> [Selected extract]:
--

Q: The police report says I’m at fault for the bicycle accident, but I wasn’t. What do I do?

A: I often see police reports that claim the cyclist was at fault for their own bicycle accident. Don’t worry. When we take the officer’s deposition we usually are able to demonstrate that the officer is wrong.

Q: Why is the police report not admissible as evidence in court?

A: Often the officer who takes the police report did not see the bicycle collision. The officer interviews everyone at the scene and gets their stories. Since the officer is only being told what others saw, everything they are told is hearsay and not admissible in court.

Q: I called the police when I had a bicycle collision and they said they’d send someone out but it could be a few hours. What am I going to do without a police report?

A: Many cities don’t send officers to take a police report if there are no injuries. Other cities do, but on an availability basis. If you really want to file a police report, go to the police or sheriff station and they’ll take a report.

Q: The insurance company is saying that the bicycle collision was my fault because the police report says the collision was my fault. What should I do?

--

> [Given entries]:
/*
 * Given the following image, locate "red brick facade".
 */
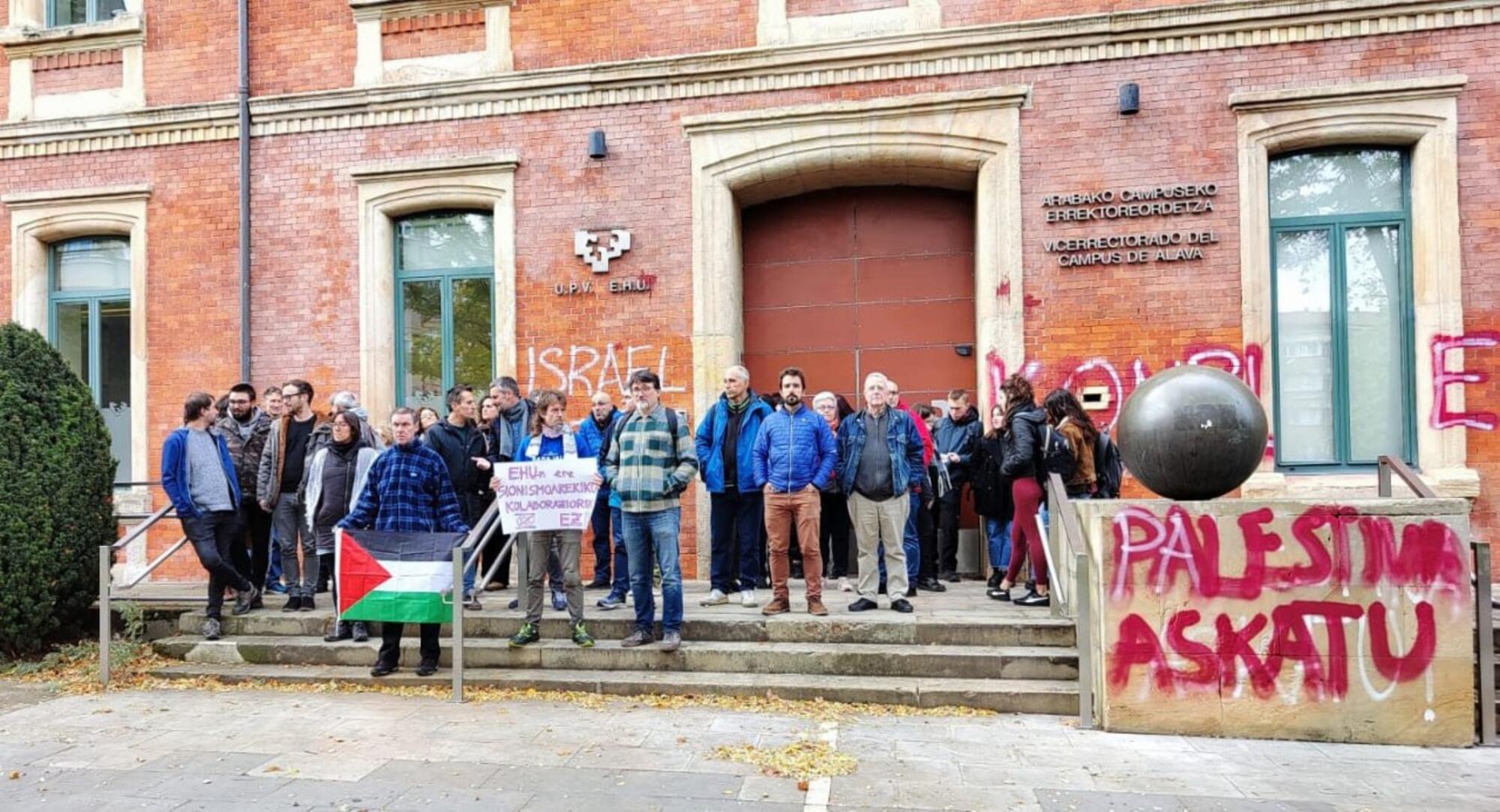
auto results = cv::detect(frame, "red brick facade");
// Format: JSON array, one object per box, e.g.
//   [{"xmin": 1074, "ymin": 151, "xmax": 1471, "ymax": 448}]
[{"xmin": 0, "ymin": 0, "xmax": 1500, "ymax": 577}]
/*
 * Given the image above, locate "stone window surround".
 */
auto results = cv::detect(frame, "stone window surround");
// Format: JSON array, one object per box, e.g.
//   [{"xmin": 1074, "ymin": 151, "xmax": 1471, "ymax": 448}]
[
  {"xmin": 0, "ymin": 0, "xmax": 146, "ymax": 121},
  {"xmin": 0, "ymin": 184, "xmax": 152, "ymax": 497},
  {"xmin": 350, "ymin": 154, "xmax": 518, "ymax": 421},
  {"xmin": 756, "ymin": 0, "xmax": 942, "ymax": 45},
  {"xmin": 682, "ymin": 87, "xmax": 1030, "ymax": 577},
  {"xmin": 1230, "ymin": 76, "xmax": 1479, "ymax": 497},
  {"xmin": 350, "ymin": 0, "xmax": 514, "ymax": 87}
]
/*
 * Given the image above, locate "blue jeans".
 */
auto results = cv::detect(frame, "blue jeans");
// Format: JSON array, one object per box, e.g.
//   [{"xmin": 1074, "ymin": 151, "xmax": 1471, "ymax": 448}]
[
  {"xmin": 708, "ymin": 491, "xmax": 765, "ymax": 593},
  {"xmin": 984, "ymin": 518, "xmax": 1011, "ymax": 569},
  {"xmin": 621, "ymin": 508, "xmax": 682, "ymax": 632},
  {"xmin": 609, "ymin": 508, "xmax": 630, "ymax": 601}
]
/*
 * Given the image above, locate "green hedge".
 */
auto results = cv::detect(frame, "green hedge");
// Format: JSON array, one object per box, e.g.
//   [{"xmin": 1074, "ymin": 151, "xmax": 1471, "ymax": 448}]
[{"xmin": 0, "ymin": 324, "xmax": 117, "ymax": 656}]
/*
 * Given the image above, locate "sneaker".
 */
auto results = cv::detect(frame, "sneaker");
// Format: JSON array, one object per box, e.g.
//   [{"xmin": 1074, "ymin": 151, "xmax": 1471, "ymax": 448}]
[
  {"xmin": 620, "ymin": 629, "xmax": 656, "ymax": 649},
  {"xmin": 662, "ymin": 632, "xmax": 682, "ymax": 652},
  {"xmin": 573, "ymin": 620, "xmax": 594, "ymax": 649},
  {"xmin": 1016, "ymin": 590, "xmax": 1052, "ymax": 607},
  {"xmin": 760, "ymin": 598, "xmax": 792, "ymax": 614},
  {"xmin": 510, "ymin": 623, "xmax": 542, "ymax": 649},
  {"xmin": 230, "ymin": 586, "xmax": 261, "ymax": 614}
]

--

> [What you need to do]: In the bicycle accident Q&A, where does it say to go if you want to file a police report? The rows can be ignored for this exercise.

> [Result for this task]: The police or sheriff station.